Well it certainly looks like there's an IRQ going missing somewhere, but glad to hear
the virtio-blk-pci is working much better for you. Presumably the virtio-net-pci NIC
also works?

> ... at which point I killed the damn thing. Unpingable, doesn't react to serial
> console (the output is obviously there, the input doesn't reach shell, at the
> very least). That was on current debian kernel (5.6.0-based), but the mainline
> 5.7-rc1 behaves the same way. qemu is (yesterday) mainline:
>
> commit debe78ce14bf8f8940c2bdf3ef387505e9e035a9 (HEAD -> master, origin/master, origin/HEAD)
> Merge: 66706192de 9ecaf5ccec
> Author: Peter Maydell <peter.maydell@xxxxxxxxxx>
> Date: Fri May 15 19:51:16 2020 +0100
>
> Merge remote-tracking branch 'remotes/rth/tags/pull-fpu-20200515' into staging
>
> and anything since bcf9e2c2f2 exhibits that behaviour. qemu arguments:
> ../qemu1/build/sparc64-softmmu/qemu-system-sparc64 \
> -hda sid.img \
> -drive id=hd,if=none,file=foo.raw,format=raw \
> -device virtio-blk-pci,bus=pciB,drive=hd \
> -netdev tap,ifname=tap4,script=no,downscript=no,id=net \
> -device e1000,bus=pciB,netdev=net \
> -nographic -m 1024
> foo.raw and sid.img have the same contents (sid.img is qcow2 - might or might not
> cause enough timing differences to trigger whatever's happening).
>
> Looks like something got screwed in PCI interrupt routing in that sun4u branch back in
> 2017. If you have any suggestions on debugging that, I'd be glad to help; I'm not
> familiar with openbios guts, though ;-/

I've had one other report of a cmd646 hang on Linux several years ago and that was on
some pretty high end hardware; however when tracing was enabled everything worked as
it should. Despite my best attempts I can't seem to reproduce it here on my normal i7
laptop which is quite frustrating.

Before bcf9e2c2f2 the on-board NIC (sunhme) and cmd646 were wired to sabre's PCI IRQ
lines directly onto a single PCI bus, and after that commit they were rewired via
simba PCI bridges to legacy OBIO IRQs since some OSs like NetBSD hard-coded the
legacy IRQ numbers for on-board devices. I'm not sure whether this is relevant to the
kernel or not, or perhaps there is some magic register somewhere missing from
emulation that should be helping here.

One thing to check is whether you see any network hangs using the sunhme NIC since
that is wired in exactly the same way as cmd646. That should help determine whether
it's related to the IRQs routing via the simba PCI bridge or just the cmd646 device.

If you able to reproduce the issue consistently and can help figure out what's going
on then that would be a great help. Perhaps it might make sense to split this into a
separate thread and drop the non-sparc lists?


ATB,

Mark.

:: Dataset excerpts ::
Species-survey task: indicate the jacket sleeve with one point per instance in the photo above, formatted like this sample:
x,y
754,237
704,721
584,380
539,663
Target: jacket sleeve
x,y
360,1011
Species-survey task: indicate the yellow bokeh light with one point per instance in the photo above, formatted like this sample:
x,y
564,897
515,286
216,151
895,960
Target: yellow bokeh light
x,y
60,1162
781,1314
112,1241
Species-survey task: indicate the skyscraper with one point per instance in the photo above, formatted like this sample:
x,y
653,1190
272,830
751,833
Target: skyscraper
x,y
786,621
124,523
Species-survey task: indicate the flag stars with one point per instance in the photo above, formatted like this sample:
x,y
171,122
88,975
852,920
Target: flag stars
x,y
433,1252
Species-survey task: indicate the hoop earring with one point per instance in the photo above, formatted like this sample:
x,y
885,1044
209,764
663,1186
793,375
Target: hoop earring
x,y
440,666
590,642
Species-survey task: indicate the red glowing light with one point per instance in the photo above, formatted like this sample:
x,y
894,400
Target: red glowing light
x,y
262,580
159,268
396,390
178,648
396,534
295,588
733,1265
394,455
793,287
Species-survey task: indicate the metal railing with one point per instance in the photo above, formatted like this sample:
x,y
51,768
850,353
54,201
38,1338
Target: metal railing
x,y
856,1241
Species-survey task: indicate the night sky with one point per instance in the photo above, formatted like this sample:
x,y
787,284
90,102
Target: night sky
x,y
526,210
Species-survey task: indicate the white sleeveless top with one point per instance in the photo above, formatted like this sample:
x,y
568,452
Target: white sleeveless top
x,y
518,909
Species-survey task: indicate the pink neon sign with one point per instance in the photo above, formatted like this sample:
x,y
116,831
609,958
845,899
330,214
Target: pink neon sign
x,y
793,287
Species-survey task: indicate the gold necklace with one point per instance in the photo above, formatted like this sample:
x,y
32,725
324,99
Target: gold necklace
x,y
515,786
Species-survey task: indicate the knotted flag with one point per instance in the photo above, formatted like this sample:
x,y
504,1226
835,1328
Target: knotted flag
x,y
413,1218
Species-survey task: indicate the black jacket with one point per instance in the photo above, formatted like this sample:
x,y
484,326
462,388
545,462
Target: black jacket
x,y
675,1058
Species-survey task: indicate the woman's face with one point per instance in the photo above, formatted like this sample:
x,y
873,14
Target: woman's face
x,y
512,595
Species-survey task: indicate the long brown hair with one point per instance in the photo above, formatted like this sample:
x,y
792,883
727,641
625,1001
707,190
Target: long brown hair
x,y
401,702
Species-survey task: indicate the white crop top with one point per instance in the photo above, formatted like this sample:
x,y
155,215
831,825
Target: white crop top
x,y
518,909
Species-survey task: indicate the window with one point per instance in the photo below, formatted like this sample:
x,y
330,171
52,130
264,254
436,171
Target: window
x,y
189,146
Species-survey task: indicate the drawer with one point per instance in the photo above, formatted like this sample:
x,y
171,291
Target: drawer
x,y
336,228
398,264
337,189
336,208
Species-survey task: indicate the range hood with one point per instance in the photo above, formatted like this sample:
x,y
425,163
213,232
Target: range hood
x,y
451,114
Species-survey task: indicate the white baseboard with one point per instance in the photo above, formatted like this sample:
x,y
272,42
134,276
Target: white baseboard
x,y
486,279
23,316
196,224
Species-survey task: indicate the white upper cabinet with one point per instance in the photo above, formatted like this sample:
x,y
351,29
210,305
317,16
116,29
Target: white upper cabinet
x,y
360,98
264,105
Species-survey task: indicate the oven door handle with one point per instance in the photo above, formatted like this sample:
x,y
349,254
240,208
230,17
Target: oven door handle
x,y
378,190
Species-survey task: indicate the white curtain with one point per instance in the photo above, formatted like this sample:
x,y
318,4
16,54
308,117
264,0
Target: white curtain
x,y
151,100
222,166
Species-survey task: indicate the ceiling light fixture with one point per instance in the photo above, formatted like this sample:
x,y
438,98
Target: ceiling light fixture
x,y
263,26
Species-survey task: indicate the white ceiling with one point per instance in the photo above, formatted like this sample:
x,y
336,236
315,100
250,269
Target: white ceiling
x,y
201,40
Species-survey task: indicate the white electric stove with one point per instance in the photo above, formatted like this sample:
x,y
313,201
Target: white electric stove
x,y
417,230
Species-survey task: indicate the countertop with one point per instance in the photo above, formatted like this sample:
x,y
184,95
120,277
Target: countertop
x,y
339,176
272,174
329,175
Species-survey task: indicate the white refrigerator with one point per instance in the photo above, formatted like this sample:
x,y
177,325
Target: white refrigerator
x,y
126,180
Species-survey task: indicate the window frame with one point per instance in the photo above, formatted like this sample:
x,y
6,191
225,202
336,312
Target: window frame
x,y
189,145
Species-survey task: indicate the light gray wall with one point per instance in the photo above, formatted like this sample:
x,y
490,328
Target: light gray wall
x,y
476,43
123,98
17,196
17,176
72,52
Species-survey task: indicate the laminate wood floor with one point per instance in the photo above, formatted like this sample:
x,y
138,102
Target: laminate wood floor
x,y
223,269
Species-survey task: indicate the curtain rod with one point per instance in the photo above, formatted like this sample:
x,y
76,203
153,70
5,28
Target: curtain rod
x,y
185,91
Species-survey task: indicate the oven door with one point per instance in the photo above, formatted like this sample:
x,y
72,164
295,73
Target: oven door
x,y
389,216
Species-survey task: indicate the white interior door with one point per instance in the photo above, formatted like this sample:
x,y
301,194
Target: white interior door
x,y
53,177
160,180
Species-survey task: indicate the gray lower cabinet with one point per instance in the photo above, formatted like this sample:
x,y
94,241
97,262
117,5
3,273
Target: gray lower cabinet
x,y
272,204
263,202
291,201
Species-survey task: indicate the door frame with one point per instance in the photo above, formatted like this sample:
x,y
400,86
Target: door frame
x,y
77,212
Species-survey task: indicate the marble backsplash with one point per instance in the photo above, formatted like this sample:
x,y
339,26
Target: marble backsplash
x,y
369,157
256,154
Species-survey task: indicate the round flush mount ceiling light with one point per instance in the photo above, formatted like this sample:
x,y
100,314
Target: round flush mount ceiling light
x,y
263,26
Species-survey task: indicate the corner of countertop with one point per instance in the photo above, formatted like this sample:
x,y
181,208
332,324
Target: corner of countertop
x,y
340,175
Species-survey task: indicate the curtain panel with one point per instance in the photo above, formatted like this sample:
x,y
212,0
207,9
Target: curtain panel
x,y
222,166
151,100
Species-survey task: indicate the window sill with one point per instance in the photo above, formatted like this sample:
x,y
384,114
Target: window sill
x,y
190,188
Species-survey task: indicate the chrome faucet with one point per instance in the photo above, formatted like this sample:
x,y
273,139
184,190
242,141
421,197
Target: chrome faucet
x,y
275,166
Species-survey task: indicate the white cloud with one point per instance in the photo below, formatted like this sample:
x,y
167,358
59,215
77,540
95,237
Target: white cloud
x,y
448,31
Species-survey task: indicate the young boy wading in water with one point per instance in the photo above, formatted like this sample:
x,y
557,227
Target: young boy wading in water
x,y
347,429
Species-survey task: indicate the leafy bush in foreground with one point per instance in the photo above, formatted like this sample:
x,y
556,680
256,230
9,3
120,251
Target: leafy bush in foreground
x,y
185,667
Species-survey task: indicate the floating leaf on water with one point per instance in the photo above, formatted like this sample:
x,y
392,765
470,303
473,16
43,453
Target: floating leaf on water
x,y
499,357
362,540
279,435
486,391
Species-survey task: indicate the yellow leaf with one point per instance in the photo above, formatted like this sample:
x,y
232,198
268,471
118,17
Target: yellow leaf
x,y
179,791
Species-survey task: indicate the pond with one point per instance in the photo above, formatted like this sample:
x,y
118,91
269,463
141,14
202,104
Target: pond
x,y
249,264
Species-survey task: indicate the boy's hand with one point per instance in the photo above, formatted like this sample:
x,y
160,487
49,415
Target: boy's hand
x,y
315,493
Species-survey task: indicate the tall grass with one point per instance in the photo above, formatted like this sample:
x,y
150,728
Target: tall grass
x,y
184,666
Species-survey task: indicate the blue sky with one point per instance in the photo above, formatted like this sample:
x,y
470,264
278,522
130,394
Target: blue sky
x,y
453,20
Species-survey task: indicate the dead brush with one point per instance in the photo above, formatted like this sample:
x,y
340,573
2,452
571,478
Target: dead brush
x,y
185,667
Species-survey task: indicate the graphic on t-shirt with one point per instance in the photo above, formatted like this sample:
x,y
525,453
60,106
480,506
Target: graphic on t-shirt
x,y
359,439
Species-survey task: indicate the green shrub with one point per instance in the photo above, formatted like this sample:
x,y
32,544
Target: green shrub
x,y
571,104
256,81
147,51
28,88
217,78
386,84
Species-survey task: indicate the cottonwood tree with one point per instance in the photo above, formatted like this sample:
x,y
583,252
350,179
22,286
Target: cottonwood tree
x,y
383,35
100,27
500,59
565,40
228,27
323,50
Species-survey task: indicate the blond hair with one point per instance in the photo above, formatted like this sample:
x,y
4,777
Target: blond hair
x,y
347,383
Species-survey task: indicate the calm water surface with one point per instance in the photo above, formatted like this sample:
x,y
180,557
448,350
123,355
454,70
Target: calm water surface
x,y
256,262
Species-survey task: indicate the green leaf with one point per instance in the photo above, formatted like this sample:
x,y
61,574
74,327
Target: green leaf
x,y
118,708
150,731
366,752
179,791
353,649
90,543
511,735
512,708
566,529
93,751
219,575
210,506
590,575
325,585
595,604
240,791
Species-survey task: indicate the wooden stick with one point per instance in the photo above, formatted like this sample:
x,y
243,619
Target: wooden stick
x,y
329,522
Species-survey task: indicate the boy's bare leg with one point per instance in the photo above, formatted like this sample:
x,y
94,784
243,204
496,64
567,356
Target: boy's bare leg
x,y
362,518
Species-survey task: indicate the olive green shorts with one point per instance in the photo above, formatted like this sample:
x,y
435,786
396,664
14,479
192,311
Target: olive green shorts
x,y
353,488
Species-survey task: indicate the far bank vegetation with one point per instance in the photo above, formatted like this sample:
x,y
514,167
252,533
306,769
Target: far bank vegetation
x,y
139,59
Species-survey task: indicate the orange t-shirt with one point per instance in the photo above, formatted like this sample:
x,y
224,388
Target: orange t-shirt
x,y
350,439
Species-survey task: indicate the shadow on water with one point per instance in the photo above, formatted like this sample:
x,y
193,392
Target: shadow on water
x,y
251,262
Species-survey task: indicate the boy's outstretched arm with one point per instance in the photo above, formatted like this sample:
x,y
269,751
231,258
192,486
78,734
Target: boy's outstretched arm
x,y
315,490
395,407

:: Written exercise ::
Copy out word for word everything in the reply about the sparc64 QEMU hang, from "I've had one" down to "be helping here.".

:: Result of the exercise ::
I've had one other report of a cmd646 hang on Linux several years ago and that was on
some pretty high end hardware; however when tracing was enabled everything worked as
it should. Despite my best attempts I can't seem to reproduce it here on my normal i7
laptop which is quite frustrating.

Before bcf9e2c2f2 the on-board NIC (sunhme) and cmd646 were wired to sabre's PCI IRQ
lines directly onto a single PCI bus, and after that commit they were rewired via
simba PCI bridges to legacy OBIO IRQs since some OSs like NetBSD hard-coded the
legacy IRQ numbers for on-board devices. I'm not sure whether this is relevant to the
kernel or not, or perhaps there is some magic register somewhere missing from
emulation that should be helping here.